» What the task requires
Copy out exactly the lines from the line containing "Can you see the mountain" to the end of the listing.

» Data for this task
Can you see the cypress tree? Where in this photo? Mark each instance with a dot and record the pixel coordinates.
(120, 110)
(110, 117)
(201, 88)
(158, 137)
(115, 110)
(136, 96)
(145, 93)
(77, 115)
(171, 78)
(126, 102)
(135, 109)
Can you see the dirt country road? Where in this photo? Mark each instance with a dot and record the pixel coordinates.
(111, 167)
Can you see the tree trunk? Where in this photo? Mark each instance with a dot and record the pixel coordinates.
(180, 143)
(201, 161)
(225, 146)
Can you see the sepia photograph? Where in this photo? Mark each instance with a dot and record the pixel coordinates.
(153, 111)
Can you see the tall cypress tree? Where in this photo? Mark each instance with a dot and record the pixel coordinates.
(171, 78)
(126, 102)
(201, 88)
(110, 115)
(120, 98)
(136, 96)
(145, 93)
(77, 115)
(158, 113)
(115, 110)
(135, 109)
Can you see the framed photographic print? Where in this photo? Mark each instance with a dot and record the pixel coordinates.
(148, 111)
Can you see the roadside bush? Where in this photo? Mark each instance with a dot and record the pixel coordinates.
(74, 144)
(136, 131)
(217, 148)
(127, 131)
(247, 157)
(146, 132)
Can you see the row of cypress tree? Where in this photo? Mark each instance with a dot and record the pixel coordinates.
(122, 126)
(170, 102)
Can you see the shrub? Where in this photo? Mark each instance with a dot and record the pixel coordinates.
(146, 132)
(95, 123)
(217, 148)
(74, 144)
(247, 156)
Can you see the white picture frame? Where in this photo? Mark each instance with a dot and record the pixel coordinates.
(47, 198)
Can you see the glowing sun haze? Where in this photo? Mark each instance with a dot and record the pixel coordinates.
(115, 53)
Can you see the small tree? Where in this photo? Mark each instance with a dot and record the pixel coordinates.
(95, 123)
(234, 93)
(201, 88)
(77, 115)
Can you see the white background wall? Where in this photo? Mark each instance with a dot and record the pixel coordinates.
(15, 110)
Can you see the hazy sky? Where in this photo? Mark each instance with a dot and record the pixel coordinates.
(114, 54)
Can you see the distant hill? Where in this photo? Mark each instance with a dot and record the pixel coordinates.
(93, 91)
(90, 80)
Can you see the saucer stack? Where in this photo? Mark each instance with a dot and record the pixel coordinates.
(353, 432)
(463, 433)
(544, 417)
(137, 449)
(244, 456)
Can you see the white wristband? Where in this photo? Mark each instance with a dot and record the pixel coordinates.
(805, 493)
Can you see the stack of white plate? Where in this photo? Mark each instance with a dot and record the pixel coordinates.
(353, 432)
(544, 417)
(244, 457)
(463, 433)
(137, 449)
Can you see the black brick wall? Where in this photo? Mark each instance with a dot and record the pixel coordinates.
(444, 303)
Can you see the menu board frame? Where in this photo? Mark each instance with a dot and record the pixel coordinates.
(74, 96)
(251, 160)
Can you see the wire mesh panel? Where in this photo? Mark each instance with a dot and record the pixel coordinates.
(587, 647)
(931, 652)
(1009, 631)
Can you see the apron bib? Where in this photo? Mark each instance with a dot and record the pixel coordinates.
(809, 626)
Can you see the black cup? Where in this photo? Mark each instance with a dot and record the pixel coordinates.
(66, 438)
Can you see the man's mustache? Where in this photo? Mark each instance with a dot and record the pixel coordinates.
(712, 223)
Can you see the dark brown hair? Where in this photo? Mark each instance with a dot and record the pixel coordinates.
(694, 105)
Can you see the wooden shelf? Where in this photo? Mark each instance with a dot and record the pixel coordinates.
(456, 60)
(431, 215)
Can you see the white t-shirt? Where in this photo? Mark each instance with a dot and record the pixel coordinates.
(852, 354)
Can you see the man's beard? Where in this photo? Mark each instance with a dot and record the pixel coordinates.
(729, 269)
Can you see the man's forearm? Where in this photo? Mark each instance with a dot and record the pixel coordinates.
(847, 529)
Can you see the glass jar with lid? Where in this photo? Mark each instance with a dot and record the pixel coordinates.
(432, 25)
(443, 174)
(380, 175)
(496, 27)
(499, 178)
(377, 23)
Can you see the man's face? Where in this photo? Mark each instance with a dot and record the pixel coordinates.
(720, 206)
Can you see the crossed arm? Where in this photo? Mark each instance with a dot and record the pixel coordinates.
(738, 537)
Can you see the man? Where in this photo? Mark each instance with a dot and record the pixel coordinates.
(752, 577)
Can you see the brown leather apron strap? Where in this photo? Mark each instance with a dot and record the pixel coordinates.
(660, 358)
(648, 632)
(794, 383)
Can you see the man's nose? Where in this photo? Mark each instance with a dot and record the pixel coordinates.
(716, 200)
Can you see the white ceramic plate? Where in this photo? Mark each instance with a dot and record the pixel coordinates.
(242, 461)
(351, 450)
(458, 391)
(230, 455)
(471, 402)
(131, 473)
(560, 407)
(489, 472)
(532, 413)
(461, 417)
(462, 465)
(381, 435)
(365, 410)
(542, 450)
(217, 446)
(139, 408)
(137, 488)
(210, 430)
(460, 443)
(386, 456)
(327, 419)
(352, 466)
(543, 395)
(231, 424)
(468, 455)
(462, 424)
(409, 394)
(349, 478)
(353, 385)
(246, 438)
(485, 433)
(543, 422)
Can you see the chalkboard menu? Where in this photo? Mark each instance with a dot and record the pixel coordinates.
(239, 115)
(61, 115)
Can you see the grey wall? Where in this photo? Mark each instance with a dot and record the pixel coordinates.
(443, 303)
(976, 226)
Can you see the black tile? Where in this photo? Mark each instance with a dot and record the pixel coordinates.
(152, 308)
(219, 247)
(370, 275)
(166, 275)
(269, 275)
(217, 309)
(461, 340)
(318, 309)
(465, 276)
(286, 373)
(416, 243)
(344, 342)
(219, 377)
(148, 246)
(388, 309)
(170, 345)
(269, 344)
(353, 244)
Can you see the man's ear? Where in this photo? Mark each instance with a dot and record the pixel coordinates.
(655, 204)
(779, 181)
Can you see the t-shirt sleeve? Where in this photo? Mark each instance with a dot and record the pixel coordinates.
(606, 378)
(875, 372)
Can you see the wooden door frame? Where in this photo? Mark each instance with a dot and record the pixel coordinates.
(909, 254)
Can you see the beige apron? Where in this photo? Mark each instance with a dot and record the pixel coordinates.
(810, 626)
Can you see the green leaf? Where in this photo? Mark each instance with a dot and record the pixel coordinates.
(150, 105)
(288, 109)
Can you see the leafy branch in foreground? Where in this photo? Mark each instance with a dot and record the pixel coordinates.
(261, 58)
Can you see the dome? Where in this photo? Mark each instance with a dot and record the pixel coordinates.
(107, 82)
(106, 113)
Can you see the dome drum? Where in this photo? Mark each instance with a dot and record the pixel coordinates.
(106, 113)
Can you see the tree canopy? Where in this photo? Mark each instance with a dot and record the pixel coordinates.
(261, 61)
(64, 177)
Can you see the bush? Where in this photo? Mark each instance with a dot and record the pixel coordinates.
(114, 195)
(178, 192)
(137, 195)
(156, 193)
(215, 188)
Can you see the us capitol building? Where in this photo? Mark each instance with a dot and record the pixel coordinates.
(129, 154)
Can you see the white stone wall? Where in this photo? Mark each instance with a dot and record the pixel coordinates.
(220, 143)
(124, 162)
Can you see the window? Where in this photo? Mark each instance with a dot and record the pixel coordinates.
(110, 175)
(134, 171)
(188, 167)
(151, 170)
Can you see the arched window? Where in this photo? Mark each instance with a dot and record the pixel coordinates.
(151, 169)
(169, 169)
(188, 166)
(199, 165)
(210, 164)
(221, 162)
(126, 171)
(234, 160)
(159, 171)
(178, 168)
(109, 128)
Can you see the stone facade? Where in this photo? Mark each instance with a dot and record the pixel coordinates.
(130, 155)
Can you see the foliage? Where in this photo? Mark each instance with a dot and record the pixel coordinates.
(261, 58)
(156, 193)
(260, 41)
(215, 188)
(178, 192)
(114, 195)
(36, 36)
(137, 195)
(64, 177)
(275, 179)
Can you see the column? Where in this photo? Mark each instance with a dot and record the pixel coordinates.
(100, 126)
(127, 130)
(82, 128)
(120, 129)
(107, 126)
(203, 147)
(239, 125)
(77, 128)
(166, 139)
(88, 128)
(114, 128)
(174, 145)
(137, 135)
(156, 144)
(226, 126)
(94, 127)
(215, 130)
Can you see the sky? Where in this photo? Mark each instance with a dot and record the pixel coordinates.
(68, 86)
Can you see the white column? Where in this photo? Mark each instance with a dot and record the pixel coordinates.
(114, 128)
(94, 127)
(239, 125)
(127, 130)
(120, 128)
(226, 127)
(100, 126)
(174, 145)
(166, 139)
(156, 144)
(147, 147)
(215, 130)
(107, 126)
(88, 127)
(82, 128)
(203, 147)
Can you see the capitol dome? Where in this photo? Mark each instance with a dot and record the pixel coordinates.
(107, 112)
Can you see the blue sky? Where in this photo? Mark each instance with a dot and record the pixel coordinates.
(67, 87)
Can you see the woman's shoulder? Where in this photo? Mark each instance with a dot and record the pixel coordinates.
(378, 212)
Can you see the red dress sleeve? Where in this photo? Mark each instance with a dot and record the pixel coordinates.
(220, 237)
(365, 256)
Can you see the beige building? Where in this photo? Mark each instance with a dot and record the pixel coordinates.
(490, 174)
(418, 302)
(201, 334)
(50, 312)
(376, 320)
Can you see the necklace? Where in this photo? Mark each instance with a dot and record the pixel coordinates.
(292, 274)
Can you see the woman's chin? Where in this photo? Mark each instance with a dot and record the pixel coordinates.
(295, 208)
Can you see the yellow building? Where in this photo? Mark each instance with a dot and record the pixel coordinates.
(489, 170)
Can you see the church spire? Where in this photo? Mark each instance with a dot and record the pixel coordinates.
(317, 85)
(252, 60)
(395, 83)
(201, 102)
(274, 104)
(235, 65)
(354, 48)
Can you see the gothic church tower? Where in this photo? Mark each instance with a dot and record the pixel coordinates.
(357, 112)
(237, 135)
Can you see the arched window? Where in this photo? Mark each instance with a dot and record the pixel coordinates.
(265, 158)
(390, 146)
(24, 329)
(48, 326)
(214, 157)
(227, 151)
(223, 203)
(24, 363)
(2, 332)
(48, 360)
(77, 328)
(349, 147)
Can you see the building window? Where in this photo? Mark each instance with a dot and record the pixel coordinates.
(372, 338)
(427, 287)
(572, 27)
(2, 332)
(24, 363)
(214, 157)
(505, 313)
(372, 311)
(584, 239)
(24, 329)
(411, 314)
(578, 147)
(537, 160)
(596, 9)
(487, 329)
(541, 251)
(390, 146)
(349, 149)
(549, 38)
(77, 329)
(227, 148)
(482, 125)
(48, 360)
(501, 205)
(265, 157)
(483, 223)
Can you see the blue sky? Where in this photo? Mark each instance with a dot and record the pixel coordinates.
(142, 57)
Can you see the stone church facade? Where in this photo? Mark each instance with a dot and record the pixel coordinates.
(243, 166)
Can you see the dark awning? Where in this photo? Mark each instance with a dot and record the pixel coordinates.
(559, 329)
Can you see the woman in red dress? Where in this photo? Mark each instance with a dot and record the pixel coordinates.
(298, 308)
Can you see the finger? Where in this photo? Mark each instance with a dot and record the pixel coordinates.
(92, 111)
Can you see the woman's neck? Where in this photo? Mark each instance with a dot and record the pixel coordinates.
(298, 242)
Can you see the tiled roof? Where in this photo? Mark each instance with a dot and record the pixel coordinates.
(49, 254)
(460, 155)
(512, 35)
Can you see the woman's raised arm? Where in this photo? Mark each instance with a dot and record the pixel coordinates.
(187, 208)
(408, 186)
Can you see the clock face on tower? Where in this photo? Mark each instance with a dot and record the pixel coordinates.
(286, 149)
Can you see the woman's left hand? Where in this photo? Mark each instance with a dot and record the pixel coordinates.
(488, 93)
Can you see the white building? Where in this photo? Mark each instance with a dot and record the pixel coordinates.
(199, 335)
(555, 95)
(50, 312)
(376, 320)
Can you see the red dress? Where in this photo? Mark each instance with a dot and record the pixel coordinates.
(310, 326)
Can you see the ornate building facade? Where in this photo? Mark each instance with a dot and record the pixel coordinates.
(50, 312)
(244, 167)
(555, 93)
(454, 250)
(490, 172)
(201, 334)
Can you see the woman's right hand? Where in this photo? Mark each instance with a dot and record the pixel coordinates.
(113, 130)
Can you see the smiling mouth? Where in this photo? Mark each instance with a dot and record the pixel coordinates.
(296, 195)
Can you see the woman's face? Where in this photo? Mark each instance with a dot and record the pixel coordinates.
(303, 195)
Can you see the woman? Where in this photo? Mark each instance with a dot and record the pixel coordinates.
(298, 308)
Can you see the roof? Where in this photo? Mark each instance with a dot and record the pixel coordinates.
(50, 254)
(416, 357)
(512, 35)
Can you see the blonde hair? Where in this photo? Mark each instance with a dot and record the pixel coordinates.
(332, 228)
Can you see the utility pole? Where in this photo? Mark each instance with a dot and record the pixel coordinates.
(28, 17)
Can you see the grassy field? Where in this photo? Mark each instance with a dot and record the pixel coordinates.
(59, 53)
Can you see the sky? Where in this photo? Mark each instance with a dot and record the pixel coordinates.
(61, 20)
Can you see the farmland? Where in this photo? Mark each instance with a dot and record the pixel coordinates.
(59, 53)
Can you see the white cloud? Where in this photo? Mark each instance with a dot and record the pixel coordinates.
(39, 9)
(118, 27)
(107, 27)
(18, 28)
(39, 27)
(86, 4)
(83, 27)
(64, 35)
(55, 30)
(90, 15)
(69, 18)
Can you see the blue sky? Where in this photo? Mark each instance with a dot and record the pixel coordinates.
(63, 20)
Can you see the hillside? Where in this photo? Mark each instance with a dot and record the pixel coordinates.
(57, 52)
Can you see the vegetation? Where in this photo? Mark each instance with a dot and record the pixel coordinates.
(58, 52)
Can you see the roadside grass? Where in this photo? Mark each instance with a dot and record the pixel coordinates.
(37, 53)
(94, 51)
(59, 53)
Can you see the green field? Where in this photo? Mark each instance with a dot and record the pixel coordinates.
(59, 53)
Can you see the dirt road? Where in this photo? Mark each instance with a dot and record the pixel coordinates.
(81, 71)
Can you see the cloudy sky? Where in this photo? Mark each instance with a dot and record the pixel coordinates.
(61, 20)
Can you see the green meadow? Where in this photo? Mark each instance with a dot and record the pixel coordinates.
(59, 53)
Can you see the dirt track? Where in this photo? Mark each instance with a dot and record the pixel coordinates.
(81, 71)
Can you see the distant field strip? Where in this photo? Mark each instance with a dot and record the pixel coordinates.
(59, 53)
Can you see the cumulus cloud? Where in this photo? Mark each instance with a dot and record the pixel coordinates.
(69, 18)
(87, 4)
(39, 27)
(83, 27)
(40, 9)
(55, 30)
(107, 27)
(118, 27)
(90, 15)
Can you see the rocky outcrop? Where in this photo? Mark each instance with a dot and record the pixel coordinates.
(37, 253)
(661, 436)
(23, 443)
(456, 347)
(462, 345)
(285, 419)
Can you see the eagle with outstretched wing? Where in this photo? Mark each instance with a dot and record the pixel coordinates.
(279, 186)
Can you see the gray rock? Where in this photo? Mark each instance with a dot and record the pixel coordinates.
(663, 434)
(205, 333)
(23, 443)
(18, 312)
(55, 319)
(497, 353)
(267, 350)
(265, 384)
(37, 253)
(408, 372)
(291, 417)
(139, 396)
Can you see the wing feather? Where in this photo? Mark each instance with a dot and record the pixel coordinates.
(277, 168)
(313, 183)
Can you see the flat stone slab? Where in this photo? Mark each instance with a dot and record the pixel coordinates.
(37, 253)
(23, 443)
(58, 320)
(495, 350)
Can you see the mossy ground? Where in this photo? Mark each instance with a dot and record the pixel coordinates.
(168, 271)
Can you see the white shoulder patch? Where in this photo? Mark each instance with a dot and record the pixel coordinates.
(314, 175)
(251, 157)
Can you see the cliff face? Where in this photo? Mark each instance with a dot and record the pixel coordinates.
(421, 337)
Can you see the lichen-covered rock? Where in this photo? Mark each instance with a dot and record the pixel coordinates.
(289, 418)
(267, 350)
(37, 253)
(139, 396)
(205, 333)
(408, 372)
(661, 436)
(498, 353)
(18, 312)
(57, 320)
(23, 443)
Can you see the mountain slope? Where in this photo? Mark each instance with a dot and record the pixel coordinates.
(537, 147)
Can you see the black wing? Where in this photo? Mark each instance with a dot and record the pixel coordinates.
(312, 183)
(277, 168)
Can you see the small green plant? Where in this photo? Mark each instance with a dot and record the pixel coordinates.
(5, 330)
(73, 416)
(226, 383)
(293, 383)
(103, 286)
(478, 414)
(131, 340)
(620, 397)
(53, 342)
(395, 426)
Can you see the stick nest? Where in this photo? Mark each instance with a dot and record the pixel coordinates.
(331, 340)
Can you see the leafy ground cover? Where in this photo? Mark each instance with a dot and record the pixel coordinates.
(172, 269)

» Result for this task
Can you see the mountain slope? Where in this photo? Mark each instance with a dot and record the pixel coordinates.
(537, 147)
Can you see the black wing? Where in this photo? Mark each instance with a dot and record the pixel coordinates.
(312, 183)
(277, 168)
Can you see the small green plant? Where in this photo? Mark each instance with a dot and record the pixel coordinates.
(5, 330)
(73, 416)
(226, 383)
(293, 383)
(103, 286)
(478, 414)
(131, 340)
(620, 397)
(53, 342)
(395, 426)
Can you see the stick nest? Where in this photo? Mark each instance with a dot and record the pixel coordinates.
(331, 340)
Can you see the leafy ground cover? Where in this photo? Mark each instance with a dot and record the pixel coordinates.
(172, 269)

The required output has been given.